# Goal of the exercise
From the first entry to the last, repeat them all exactly.

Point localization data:
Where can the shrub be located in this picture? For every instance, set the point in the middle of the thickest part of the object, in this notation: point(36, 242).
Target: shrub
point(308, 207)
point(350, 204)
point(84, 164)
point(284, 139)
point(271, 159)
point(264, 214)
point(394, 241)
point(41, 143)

# Written answer
Where can the shrub be located in this picture? For every instance, set the point in the middle of the thickest part of the object, in this notation: point(36, 242).
Target: shrub
point(308, 207)
point(350, 204)
point(84, 164)
point(284, 139)
point(271, 159)
point(264, 214)
point(394, 241)
point(41, 143)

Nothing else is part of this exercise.